Dataset entries
═══

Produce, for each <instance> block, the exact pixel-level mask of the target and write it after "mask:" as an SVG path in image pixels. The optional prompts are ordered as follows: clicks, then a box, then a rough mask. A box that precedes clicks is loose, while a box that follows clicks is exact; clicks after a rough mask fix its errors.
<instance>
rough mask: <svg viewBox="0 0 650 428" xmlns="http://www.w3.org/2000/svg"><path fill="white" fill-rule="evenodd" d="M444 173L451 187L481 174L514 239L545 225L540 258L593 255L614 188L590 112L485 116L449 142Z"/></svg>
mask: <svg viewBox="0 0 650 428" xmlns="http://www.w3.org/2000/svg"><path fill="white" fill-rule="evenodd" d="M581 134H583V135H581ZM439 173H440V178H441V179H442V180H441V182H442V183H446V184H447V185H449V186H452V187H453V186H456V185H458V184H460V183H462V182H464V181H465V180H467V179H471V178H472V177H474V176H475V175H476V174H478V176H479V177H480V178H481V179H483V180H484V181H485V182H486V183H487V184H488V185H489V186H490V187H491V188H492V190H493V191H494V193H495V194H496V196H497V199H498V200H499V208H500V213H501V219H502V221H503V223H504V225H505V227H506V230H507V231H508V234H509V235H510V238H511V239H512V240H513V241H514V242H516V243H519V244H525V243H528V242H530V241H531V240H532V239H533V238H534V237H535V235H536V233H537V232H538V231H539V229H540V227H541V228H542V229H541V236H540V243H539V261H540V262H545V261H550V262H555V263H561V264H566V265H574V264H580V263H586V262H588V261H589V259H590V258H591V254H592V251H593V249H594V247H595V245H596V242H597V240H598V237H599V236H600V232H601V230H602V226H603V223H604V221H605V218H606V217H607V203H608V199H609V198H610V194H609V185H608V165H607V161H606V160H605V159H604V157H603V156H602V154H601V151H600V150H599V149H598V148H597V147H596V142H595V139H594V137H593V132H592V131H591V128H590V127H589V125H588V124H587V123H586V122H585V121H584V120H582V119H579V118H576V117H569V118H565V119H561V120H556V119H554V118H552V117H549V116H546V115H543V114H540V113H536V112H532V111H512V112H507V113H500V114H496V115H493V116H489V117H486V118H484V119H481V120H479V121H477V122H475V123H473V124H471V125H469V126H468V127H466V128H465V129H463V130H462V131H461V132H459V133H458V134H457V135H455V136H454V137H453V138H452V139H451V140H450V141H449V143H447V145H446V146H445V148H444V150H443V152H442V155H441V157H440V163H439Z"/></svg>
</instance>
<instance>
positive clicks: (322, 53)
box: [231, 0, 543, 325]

═══

▶ Exercise
Turn the data above into a Markdown table with the columns Row and Text. Give each non-blank line its own row, numbered in order.

▶ Answer section
| Row | Text |
|---|---|
| 1 | Produce, for each <instance> block, the exact pixel-level mask of the target and write it after "mask:" as an SVG path in image pixels. The optional prompts are ordered as follows: clicks, then a box, then a rough mask. A box that precedes clicks is loose, while a box that follows clicks is exact; clicks after a rough mask fix its errors. |
| 2 | <instance> |
| 3 | rough mask: <svg viewBox="0 0 650 428" xmlns="http://www.w3.org/2000/svg"><path fill="white" fill-rule="evenodd" d="M444 173L451 187L481 174L514 239L545 225L540 258L593 255L614 188L590 112L485 116L449 142Z"/></svg> |
| 4 | mask: <svg viewBox="0 0 650 428" xmlns="http://www.w3.org/2000/svg"><path fill="white" fill-rule="evenodd" d="M581 134H583V135H581ZM439 173H440V178H441V179H442V180H441V182H442V183H446V184H447V185H449V186H452V187H453V186H456V185H458V184H460V183H462V182H464V181H465V180H467V179H471V178H472V177H474V176H475V175H476V174H478V176H479V177H480V178H481V179H483V180H484V181H485V182H486V183H487V184H488V185H489V186H490V187H491V188H492V190H493V191H494V193H495V194H496V196H497V199H498V200H499V208H500V213H501V219H502V221H503V223H504V225H505V227H506V230H507V231H508V234H509V235H510V238H511V239H512V240H513V241H514V242H516V243H519V244H525V243H528V242H530V241H531V240H532V239H533V238H534V237H535V235H536V233H537V232H538V231H539V229H540V227H541V228H542V229H541V236H540V243H539V261H540V262H545V261H550V262H555V263H561V264H566V265H574V264H580V263H586V262H588V261H589V259H590V258H591V254H592V251H593V249H594V247H595V245H596V242H597V240H598V237H599V236H600V232H601V230H602V226H603V223H604V221H605V218H606V217H607V203H608V199H609V198H610V194H609V185H608V165H607V161H606V160H605V159H604V157H603V156H602V154H601V151H600V150H599V149H598V148H597V147H596V142H595V139H594V137H593V132H592V131H591V128H590V127H589V125H588V124H587V123H586V122H585V121H584V120H582V119H579V118H576V117H569V118H565V119H561V120H556V119H554V118H552V117H549V116H546V115H543V114H540V113H536V112H532V111H512V112H507V113H500V114H496V115H493V116H489V117H486V118H484V119H481V120H479V121H477V122H475V123H473V124H471V125H469V126H468V127H466V128H465V129H463V130H462V131H461V132H459V133H458V134H457V135H455V136H454V137H453V138H452V139H451V140H450V141H449V143H447V145H446V146H445V148H444V150H443V152H442V155H441V157H440V163H439Z"/></svg> |
| 5 | </instance> |
| 6 | <instance> |
| 7 | positive clicks: (322, 53) |
| 8 | box: [231, 0, 543, 325] |